[Job] From the records below, collect every line that contains the string "comforter". Treat the match as case-sensitive.

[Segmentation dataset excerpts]
────────────────────

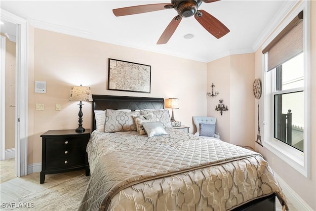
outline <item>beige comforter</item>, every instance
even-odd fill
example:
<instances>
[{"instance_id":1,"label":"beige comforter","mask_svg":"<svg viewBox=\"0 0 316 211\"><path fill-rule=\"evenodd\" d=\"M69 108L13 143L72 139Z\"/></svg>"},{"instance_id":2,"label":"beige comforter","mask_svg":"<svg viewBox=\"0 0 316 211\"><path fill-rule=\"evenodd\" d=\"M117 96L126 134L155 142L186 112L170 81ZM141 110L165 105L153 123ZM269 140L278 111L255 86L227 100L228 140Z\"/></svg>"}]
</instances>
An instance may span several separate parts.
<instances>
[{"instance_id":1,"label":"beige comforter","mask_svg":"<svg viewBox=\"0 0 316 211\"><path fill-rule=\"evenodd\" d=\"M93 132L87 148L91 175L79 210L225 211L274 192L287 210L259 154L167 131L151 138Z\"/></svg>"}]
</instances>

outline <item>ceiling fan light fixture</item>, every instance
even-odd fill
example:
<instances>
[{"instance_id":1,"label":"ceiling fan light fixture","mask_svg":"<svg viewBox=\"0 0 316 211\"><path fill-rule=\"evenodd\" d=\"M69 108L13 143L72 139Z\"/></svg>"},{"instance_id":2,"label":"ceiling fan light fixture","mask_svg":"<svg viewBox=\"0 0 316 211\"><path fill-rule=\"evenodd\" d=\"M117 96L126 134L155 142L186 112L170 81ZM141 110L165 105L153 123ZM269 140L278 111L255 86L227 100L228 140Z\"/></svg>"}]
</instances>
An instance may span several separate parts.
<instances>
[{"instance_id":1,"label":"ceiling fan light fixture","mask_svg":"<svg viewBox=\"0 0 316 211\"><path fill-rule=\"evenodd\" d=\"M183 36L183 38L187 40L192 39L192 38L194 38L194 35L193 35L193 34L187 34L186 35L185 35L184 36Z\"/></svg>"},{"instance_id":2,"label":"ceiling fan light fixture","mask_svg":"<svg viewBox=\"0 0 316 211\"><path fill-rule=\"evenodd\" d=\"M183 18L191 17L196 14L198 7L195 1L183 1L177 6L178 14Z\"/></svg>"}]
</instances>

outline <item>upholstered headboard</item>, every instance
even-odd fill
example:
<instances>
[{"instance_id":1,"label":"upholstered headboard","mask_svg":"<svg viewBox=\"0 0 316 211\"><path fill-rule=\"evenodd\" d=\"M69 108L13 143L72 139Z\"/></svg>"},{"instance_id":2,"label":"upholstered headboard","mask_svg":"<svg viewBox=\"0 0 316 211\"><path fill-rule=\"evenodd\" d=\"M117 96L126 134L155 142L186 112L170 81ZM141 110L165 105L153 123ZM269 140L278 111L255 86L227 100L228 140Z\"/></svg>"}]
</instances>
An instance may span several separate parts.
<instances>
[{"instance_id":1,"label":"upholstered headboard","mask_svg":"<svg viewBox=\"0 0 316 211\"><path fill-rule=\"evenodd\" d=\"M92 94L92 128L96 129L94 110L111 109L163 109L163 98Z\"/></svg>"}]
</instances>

────────────────────

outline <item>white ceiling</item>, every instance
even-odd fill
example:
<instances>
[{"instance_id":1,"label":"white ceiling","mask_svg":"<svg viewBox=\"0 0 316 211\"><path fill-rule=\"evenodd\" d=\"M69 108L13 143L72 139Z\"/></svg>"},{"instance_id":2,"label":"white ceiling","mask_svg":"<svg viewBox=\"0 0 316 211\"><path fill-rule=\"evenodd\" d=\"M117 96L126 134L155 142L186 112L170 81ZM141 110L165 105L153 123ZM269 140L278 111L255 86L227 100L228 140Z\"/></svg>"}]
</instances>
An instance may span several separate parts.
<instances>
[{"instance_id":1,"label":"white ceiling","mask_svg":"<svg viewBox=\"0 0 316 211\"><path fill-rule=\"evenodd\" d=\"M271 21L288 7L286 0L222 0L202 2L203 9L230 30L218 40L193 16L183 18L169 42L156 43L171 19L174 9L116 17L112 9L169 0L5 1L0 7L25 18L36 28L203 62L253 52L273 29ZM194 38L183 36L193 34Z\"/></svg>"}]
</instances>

────────────────────

[Problem solution]
outline <item>beige comforter</item>, every instance
[{"instance_id":1,"label":"beige comforter","mask_svg":"<svg viewBox=\"0 0 316 211\"><path fill-rule=\"evenodd\" d=\"M69 108L13 143L72 139Z\"/></svg>"},{"instance_id":2,"label":"beige comforter","mask_svg":"<svg viewBox=\"0 0 316 211\"><path fill-rule=\"evenodd\" d=\"M117 96L126 134L155 142L186 112L170 81ZM141 110L165 105L153 123ZM269 140L278 111L255 86L227 100L228 140Z\"/></svg>"}]
[{"instance_id":1,"label":"beige comforter","mask_svg":"<svg viewBox=\"0 0 316 211\"><path fill-rule=\"evenodd\" d=\"M93 132L87 148L91 175L79 210L225 211L274 192L287 210L259 154L167 131L151 138Z\"/></svg>"}]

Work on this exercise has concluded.